## Problem description:
Reproduce verbatim the lines of the records, starting with the line that contains "of the hen's" and continuing through the end of the records, with both the first and the last lines included.

--- Start Input for this task ---

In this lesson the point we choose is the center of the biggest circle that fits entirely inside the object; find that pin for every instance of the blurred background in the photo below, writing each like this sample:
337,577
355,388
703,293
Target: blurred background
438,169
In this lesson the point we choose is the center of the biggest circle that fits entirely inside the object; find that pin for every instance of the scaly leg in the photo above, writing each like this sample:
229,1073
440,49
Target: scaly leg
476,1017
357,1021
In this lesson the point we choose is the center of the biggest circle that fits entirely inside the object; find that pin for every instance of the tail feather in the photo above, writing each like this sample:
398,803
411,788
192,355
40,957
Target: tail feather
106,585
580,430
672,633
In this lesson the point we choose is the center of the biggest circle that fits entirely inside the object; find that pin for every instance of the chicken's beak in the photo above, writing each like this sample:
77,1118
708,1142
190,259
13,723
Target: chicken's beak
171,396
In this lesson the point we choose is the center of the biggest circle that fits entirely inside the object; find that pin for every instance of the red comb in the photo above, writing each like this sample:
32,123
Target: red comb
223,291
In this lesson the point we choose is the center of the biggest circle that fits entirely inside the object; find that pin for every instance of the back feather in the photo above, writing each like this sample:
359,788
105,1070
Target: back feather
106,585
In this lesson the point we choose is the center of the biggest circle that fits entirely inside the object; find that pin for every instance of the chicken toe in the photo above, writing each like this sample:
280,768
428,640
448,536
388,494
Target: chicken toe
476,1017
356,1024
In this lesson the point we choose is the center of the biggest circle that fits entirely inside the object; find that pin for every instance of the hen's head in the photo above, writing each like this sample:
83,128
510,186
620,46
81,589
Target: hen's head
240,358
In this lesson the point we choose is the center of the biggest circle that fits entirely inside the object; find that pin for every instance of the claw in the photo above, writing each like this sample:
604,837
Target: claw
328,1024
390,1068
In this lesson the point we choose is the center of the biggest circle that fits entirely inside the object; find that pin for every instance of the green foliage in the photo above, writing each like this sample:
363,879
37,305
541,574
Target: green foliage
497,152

--- End Input for this task ---

## In response:
In this lesson the point we choose is the center of the biggest circle that fits entirely inside the object; find that pin for every instance of the hen's head in the photo above, writing each like this sample:
83,128
510,186
620,46
81,589
Target: hen's head
240,358
In this lesson the point we choose is the center of the biggest circle that fits entirely inside the object; find that pin for every instance of the claw in the photo above, writing each like this sample:
604,837
Target: claw
328,1024
390,1068
In this lesson the point we choose is the center of the biggest circle that fits entirely inside the object; find that pin for every instance of the green foliage in the photo above, writing each like this sample:
363,879
37,305
541,574
Target: green foliage
497,152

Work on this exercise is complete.